### Source excerpt
+++
Midfielders and strikers earn the big money for a reason - because they are the stars, the players that the fans pay the money to come and see. Defenders need to get back to what they do best - heading, hoofing and hacking.

Getting the message through their four-inch skulls will be the difficult bit.

Until next week,

PB.

September 22, 2009
Posted by Pharrell Bell on 09/22/2009

Alright?

Superb Manchester derby at the weekend, eh? A great advert for the passion and madness of the Premier League. That must have been completely mental for the lads to play in.

You need a special sort of mentality to play in a derby match, I reckon. It is a totally different game of football. Almost a totally different sport at times.

The week before the match you start to feel the pressure building up and building up. You can tell it is a match that means so much to the fans. The local newspapers start the ball rolling with all these stories about derbies from the past, and it just whips the fans into some sort of frenzy.

I find it a bit weird, actually, how mad for it the fans get around the time of derby matches. I have this image of them, stumbling down the street like zombies with their arms outstretched, with their eyes glazed-over and foam dribbling from their mouths.

Thankfully, us players very rarely actually meet any real fans like them, because most of us don't actually live anywhere near the city or town we play in.

While the zombie fans seem to live on top of each other in those crumbling terraced houses that surround the stadium, us players prefer to live 30 miles away in a nice leafy suburb where we can get a bit of peace and quiet.

As the derby approaches, the gaffer usually gives the squad a little pep-talk, reminding us all how much the match means to the fans and that even though your city rivals are 12 places below you in the league and no threat whatsoever, this will be the most important match of the season.

Some players are just made for derby matches. For some lads, the foreign boys especially, it is just another match. I'm not saying they're stupid or anything, but they can't get it into their head that this match is anything more than just another game.

During the warm-up, they will be laughing and joking around as usual. They comb their hair and wave to their family in the stands, perhaps even have a friendly chat on the halfway line with an old team-mate currently playing for the opposition.

Meanwhile, the local lads are giving it 100% focus. They stand in the middle of the pitch, granite-jawed, eyes closed, breathing slow and deep, chanting some weird mystic mantra to themselves in this disturbing, animalistic voice that seems to come from a very dark place in the pit of their stomach.

Those are the lads who you really want on your side in a derby match. Those mentally-unstable characters who would literally saw off their arm and throw it at an opposition striker if it meant denying him a goal-scoring opportunity.

Remember that image of Roy Keane stood over Alf-Inge Haaland, phlegm flying out of his mouth, veins bulging in his temples as he screamed his satisfaction at the knee-high tackle that had supposedly just ended the Norwegian's career?

That is the sort of character you want by your side in a derby match. That is the sort of character the fans love to see fighting their corner. They might be mentally unstable, but they seem to understand how much a derby match means to the everyday fan.

There aren't many of those sorts of players about nowadays.

I think that maybe the fans might see myself as one, I don't know. Perhaps they look at me and say: "You know, I'm glad we've got Pharrell Bell playing for us against the scum on Saturday. He understands what it means to the fans. He's one of us."

I hope so.
+++
### Entries

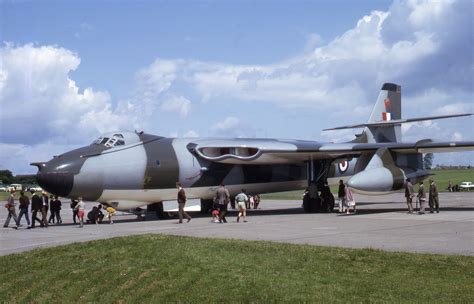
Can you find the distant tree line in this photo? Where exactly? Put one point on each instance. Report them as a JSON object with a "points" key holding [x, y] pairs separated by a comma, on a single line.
{"points": [[6, 177]]}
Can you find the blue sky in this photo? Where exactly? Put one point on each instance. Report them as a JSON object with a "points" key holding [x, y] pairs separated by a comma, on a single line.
{"points": [[285, 69]]}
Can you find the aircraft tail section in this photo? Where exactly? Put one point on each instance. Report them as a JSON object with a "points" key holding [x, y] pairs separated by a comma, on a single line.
{"points": [[384, 124], [388, 108]]}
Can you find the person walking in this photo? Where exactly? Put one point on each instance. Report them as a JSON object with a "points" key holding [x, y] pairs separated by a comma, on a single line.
{"points": [[241, 199], [36, 204], [256, 197], [110, 213], [81, 209], [56, 209], [10, 205], [44, 209], [24, 204], [73, 205], [421, 198], [409, 195], [433, 200], [181, 203], [341, 194], [52, 214], [350, 201], [222, 197]]}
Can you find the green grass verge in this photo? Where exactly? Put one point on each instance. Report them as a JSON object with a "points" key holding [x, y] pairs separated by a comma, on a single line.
{"points": [[157, 268]]}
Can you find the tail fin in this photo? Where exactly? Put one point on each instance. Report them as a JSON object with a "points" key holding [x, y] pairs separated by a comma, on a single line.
{"points": [[387, 108], [385, 121]]}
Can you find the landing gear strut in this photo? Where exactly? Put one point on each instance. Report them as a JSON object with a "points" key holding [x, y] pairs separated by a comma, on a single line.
{"points": [[318, 197]]}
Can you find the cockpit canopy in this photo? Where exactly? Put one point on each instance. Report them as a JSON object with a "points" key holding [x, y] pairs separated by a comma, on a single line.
{"points": [[116, 139]]}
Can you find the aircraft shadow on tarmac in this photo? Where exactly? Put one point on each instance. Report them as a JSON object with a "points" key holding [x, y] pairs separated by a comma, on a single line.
{"points": [[232, 213]]}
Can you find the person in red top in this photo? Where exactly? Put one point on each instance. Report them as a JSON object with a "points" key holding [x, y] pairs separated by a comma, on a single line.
{"points": [[181, 203]]}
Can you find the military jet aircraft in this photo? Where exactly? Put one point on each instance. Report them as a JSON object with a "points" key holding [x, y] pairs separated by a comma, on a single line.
{"points": [[131, 169]]}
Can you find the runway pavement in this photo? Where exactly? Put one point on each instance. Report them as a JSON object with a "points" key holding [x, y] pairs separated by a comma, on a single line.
{"points": [[381, 222]]}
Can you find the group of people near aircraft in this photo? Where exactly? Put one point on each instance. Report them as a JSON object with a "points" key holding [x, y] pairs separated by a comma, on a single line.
{"points": [[346, 199], [40, 204], [220, 204], [433, 198]]}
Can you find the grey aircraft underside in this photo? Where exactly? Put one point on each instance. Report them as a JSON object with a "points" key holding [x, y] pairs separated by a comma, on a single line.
{"points": [[131, 169]]}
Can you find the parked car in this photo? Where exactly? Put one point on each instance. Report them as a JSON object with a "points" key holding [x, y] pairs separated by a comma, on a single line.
{"points": [[35, 188], [16, 187], [466, 186]]}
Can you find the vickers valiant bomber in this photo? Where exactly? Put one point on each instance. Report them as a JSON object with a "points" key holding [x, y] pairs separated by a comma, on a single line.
{"points": [[132, 169]]}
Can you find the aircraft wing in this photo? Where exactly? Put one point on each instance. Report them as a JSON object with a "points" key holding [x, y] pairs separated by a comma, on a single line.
{"points": [[272, 151]]}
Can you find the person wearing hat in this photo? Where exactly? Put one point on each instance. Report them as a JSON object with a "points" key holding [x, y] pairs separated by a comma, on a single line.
{"points": [[36, 204], [181, 202], [10, 205], [421, 197], [44, 209], [409, 195], [433, 196], [24, 204]]}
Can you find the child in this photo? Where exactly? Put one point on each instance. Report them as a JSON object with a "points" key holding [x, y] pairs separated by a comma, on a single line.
{"points": [[215, 215], [111, 212]]}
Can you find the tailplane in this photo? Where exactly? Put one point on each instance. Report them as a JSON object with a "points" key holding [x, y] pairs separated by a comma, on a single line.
{"points": [[384, 124]]}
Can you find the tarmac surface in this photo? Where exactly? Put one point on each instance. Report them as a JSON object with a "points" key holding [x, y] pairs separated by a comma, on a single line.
{"points": [[381, 222]]}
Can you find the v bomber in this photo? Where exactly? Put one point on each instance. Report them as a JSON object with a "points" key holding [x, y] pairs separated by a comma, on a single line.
{"points": [[132, 169]]}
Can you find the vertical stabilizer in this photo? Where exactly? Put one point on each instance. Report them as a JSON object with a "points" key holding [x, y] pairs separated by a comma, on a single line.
{"points": [[388, 107]]}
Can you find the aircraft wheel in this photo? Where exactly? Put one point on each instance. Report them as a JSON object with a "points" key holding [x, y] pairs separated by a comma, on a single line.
{"points": [[158, 209], [206, 206]]}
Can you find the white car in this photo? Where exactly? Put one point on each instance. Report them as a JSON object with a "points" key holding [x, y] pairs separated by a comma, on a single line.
{"points": [[466, 186], [35, 188]]}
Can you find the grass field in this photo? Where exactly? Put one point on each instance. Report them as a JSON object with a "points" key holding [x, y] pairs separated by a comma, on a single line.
{"points": [[156, 268]]}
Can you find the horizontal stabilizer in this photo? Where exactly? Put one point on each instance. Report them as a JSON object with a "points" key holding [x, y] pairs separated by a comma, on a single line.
{"points": [[390, 123]]}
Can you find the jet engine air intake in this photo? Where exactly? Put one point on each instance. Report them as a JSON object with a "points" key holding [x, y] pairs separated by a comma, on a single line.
{"points": [[224, 152]]}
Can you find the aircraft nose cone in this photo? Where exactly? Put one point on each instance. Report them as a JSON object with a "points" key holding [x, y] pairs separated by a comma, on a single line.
{"points": [[58, 183]]}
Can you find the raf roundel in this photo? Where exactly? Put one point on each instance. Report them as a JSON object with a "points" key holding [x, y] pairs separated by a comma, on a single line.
{"points": [[342, 166]]}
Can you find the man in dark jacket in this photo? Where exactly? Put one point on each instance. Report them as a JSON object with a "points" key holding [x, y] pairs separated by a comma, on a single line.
{"points": [[24, 204], [44, 209], [55, 206], [222, 198], [36, 204], [181, 203], [433, 200]]}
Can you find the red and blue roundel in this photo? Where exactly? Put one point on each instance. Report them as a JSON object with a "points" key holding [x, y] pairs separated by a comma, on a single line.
{"points": [[343, 166]]}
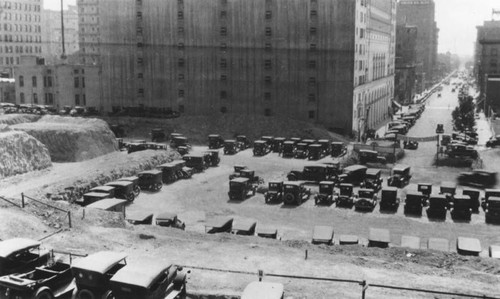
+++
### Requirements
1. According to the football blog, what do some players, the foreign boys especially, do during the warm-up before a derby? List each thing.
2. Does the football blog support each statement below? Answer yes or no for each, and quote the words that decide it.
(a) Most of the players live close to the city or town they play in.
(b) Before a derby, the gaffer usually gives the squad a pep-talk.
(c) The writer says there are plenty of mentally unstable derby characters in the game nowadays.

### Responses in order
1.
- Laugh and joke around as usual
- Comb their hair
- Wave to their family in the stands
- Perhaps have a friendly chat on the halfway line with an old team-mate currently playing for the opposition

2.
(a) No: "most of us don't actually live anywhere near the city or town we play in."
(b) Yes: "As the derby approaches, the gaffer usually gives the squad a little pep-talk"
(c) No: "There aren't many of those sorts of players about nowadays."